Exercise set →
(A) Rewrite the stretch of the Lynx message from "Byte values 0x80" through "with KANJI support?", replacing "EUC" with "Extended Unix Code".
(B) In the Lynx message, what command does WSFTP's "dir" command translate to?
(C) Translate this sentence from the Lynx message into Spanish: "To bring it on topic, how does lynx fare with it?"

On Wed, 31 May 2000, Henry Nelson wrote:

> problems, however.  Off topic for lynx, but you might be interested that
> a certain Windows' FTP program cannot make whole-directory transfers from
> a Solaris [version 2.6, later versions may be fixed] server with Japanese
> NLS setup system-wide.  The reason is that the WSFTP does a "dir" command
> which translates to "/bin/ls -al."  In this case, "ls" has some stats it
> displays using Japanese multibyte characters, which WSFTP confuses to be
> a file.  Since there is no such file, WSFTP gets an error, and then aborts.)

To bring it on topic, how does lynx fare with it?


> > > I can set DCS to either EUC or SJIS, and Lynx will
> > > [just] work, *IF* my terminal emulator is set to receive/send SJIS.
> > 
> > It really shouldn't, if DCS says EUC but the terminal emulator is
> > set to receive SJIS...  I'd guess that the "terminal emulator" (taking
> > this to include everything 'in front of' lynx, including fonts) isn't
> > set up to receive SJIS then, after all.  (Maybe it can magically detect
> 
> Hopefully someone more knowledgeable will shed better light on this.  My
> _guess_ is that SJIS includes some individual bytes that translate to a
> control character/escape sequence in EUC, but that individual bytes in
> EUC do not contain such "dangerous" characters/sequences.

Byte values 0x80 - 0x9F don't occur at all in EUC encoded printable
characters , so that's why terminal emulators (and maybe comm
programs?) can interpret those bytes as control functions.  Well
that must be *why* they were left unused in EUC.  EUC is compatible
to ISO 8859 in that respect.

But that explains why sending SJIS when the terminal expects EUC may
be dangrous, not why sending EUC when the terminal expects SJIS "works"
(i.e., shows the right glyphs).

> > YM, you still have to refresh the screen, while you shouldn't have
> > to if slang was really compiled with KANJI support?

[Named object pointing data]
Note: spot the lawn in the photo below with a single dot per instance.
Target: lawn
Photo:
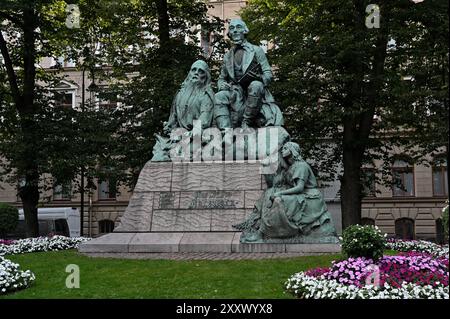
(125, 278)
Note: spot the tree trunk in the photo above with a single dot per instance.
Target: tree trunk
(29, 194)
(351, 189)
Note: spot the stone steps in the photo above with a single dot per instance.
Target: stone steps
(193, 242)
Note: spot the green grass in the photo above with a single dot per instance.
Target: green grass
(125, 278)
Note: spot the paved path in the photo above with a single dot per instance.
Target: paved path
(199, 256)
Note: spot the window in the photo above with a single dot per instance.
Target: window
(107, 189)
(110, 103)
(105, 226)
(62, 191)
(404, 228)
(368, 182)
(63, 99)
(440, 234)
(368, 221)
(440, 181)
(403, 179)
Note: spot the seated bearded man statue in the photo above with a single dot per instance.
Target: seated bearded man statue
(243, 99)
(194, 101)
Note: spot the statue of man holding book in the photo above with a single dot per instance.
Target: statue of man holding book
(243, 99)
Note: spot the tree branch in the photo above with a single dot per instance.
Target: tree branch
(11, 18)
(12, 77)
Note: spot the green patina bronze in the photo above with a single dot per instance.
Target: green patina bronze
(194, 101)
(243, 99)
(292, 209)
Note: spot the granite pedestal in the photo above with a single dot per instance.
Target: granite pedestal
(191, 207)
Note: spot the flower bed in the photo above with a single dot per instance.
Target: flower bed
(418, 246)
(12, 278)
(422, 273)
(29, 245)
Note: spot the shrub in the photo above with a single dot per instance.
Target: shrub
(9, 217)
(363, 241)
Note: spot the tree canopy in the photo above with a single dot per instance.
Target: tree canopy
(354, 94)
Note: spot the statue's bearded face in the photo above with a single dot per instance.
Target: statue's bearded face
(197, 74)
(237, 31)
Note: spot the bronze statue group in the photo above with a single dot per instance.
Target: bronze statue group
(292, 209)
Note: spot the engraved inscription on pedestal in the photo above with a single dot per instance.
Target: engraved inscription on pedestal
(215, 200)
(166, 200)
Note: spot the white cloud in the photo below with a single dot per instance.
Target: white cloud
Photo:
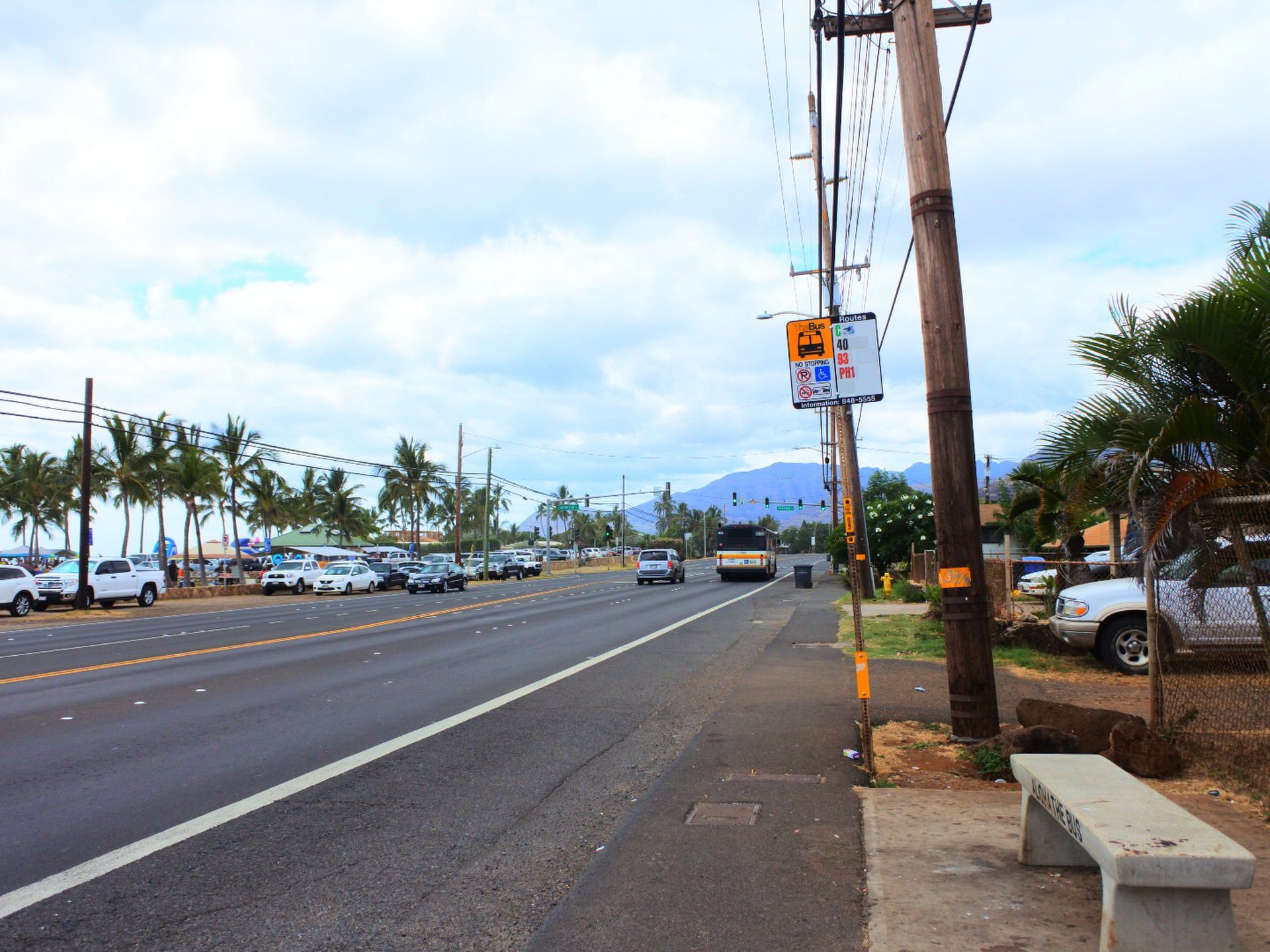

Solution list →
(A)
Byte values 0x80 - 0x9F don't occur at all in Extended Unix Code encoded printable
characters , so that's why terminal emulators (and maybe comm
programs?) can interpret those bytes as control functions.  Well
that must be *why* they were left unused in Extended Unix Code.  Extended Unix Code is compatible
to ISO 8859 in that respect.

But that explains why sending SJIS when the terminal expects Extended Unix Code may
be dangrous, not why sending Extended Unix Code when the terminal expects SJIS "works"
(i.e., shows the right glyphs).

> > YM, you still have to refresh the screen, while you shouldn't have
> > to if slang was really compiled with KANJI support?

(B) "/bin/ls -al."

(C) Para volver al tema, ¿qué tal le va a lynx con eso?